■ Task directions
In the entries below, print exactly the lines from the first through the one with "Every instance of the rock gets", both included, and none of the pictures.

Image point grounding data
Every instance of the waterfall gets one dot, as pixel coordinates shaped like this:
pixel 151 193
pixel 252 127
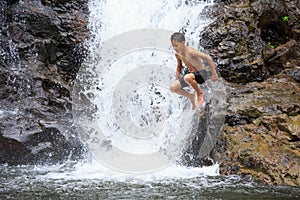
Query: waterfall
pixel 127 116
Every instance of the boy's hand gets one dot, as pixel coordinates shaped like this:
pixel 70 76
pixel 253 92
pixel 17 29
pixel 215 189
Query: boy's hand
pixel 214 77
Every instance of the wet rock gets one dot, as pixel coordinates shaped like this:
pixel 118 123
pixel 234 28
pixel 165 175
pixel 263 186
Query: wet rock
pixel 246 37
pixel 42 49
pixel 261 134
pixel 46 147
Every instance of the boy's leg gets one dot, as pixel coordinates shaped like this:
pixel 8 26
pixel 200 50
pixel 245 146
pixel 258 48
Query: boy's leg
pixel 177 88
pixel 190 79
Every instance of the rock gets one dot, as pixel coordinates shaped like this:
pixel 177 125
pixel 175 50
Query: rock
pixel 258 30
pixel 42 49
pixel 261 134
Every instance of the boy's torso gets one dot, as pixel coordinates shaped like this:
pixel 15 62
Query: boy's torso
pixel 194 63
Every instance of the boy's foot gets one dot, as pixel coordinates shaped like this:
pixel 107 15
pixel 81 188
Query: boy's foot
pixel 192 99
pixel 200 99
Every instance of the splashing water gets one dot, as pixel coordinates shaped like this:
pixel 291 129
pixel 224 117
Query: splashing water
pixel 129 119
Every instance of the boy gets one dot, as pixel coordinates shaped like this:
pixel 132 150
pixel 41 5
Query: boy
pixel 196 71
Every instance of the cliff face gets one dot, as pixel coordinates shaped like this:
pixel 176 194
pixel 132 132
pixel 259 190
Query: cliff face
pixel 254 43
pixel 256 47
pixel 41 51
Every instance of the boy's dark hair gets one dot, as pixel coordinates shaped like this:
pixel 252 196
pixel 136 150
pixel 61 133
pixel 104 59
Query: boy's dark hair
pixel 178 37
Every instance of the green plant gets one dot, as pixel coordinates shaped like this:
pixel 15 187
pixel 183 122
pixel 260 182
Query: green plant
pixel 271 45
pixel 285 18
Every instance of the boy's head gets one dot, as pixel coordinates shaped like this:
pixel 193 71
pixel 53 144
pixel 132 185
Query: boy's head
pixel 178 40
pixel 179 37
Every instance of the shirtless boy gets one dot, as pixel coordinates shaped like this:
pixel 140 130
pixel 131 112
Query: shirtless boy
pixel 196 71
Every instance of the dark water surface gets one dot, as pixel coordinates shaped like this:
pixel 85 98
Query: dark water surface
pixel 92 182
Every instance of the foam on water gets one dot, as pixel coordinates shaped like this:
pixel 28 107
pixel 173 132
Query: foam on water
pixel 137 121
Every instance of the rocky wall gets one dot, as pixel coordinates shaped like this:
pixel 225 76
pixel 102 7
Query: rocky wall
pixel 42 47
pixel 256 48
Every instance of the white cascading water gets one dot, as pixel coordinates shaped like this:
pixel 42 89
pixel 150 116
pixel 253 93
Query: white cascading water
pixel 130 120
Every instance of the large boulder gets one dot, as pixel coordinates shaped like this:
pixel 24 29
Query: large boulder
pixel 42 48
pixel 253 40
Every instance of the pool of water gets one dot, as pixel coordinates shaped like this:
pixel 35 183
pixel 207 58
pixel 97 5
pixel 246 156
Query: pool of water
pixel 92 181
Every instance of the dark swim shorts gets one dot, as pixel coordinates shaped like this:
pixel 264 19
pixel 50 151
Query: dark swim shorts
pixel 200 77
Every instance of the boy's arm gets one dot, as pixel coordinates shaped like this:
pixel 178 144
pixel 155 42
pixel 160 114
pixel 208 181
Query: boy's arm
pixel 211 64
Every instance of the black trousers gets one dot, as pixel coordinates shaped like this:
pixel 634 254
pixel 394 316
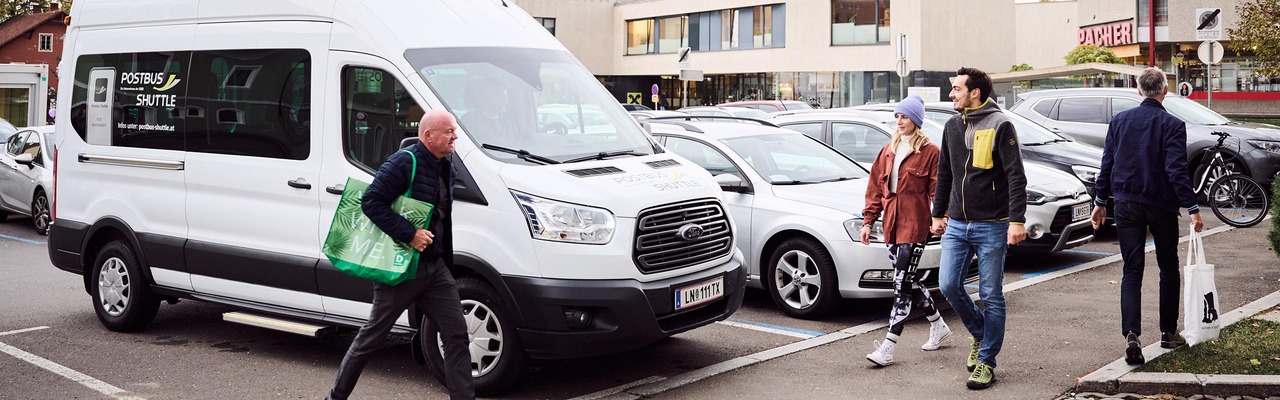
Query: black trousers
pixel 437 295
pixel 1133 222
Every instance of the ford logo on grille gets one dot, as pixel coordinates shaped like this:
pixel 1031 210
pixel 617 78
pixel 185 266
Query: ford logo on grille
pixel 690 232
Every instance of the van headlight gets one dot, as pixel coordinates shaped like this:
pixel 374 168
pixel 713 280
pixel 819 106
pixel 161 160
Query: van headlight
pixel 556 221
pixel 855 226
pixel 1087 175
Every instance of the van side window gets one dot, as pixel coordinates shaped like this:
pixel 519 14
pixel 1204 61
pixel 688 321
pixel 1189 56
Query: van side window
pixel 254 103
pixel 376 114
pixel 136 99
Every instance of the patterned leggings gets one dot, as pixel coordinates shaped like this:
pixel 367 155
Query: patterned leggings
pixel 906 289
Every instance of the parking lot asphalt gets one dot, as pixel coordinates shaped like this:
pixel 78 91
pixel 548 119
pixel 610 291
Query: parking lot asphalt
pixel 190 353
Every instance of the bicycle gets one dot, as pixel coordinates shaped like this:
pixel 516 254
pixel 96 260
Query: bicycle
pixel 1234 198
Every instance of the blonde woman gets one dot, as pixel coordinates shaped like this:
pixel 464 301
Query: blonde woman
pixel 900 186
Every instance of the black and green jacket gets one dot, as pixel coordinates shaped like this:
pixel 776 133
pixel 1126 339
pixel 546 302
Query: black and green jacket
pixel 981 172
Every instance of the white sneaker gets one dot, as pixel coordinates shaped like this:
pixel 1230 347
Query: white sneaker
pixel 938 332
pixel 883 354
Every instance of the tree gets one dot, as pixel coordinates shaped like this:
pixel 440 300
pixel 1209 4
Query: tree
pixel 1092 54
pixel 14 8
pixel 1258 32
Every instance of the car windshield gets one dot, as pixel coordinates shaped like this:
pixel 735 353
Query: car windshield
pixel 794 158
pixel 529 99
pixel 1192 112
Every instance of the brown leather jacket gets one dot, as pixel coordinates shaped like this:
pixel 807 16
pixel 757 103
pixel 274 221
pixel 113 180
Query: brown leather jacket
pixel 906 213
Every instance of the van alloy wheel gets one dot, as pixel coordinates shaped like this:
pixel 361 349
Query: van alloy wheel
pixel 113 287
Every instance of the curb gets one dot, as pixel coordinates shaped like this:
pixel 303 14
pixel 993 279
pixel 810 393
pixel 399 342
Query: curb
pixel 1119 376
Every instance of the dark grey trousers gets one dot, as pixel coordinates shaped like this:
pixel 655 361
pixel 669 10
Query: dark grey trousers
pixel 437 295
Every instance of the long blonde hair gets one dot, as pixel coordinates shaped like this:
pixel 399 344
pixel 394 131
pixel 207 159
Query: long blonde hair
pixel 918 140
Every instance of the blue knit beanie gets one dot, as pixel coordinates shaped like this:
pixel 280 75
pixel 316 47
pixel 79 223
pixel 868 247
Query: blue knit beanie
pixel 913 107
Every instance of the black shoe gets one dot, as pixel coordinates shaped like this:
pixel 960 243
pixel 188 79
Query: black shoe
pixel 1170 340
pixel 1133 353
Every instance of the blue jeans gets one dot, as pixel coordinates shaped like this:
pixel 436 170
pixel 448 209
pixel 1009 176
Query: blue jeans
pixel 990 241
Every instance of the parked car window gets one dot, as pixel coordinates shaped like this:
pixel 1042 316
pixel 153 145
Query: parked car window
pixel 252 103
pixel 704 155
pixel 376 114
pixel 808 128
pixel 1083 109
pixel 1045 108
pixel 858 141
pixel 789 159
pixel 1120 104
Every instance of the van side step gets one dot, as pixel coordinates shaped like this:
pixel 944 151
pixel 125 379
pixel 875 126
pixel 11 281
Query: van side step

■ Task solution
Every instance of the waterfall gets one dot, as pixel coordinates shaped like this:
pixel 151 193
pixel 252 127
Query: waterfall
pixel 127 116
Every instance of the boy's hand gets one dot, as pixel coordinates shaped like this:
pixel 70 76
pixel 253 92
pixel 17 29
pixel 215 189
Query: boy's hand
pixel 214 77
Every instance of the wet rock gets one dot, as pixel coordinates shaped like this:
pixel 118 123
pixel 234 28
pixel 165 175
pixel 263 186
Query: wet rock
pixel 246 37
pixel 42 49
pixel 261 134
pixel 46 147
Every instance of the boy's leg gets one dot, as pixel coordinates shaped like this:
pixel 8 26
pixel 200 50
pixel 245 146
pixel 258 48
Query: boy's leg
pixel 177 88
pixel 190 79
Every instance of the rock gets one dot, as pixel coordinates shaped like this:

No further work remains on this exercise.